Start
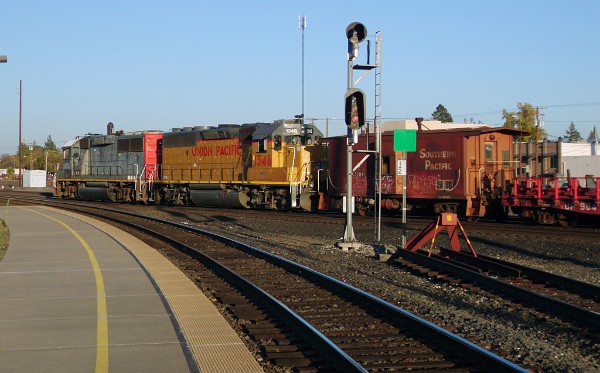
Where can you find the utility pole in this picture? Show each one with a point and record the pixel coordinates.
(537, 128)
(302, 26)
(20, 131)
(354, 113)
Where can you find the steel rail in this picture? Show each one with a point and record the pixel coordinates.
(338, 358)
(531, 297)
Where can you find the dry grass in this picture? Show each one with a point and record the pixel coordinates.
(4, 238)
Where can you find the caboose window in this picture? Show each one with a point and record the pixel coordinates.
(489, 152)
(262, 145)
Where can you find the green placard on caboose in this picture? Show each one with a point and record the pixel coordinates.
(405, 140)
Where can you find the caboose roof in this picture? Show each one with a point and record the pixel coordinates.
(477, 131)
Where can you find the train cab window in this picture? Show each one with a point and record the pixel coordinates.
(262, 145)
(292, 140)
(506, 157)
(385, 166)
(277, 145)
(490, 152)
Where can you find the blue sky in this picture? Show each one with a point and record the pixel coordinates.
End
• Written problem: Rewrite all of the material above with "caboose" replaced by "brake van" at every occurrence and everything else left unchanged, and omit the pictures.

• Problem solution:
Where can you find the utility pole in this picture? Show each one with a point and record the pixel coordinates.
(537, 128)
(302, 26)
(20, 131)
(354, 113)
Where can you find the steel rail in this picture? Show each one with a point and record the pixel coordinates.
(338, 358)
(531, 297)
Where can you find the dry grass in this picture? Show each one with a point and record the pixel coordinates.
(4, 238)
Where can you find the brake van window in this picture? Show each one with a point and record the pixel coordinates.
(489, 152)
(262, 145)
Where can you find the green placard on brake van in this picture? Show each one with a point and record the pixel coordinates.
(405, 140)
Where can you find the brake van roof in this picture? Show each one with a point and record the pixel coordinates.
(477, 131)
Where can you find the train cab window in this picture? Show each one with a point and record the pixel coordinates.
(262, 145)
(292, 140)
(506, 157)
(385, 166)
(277, 145)
(490, 152)
Where can you find the blue sky in this picture? Show each one with a point and record the pixel coordinates.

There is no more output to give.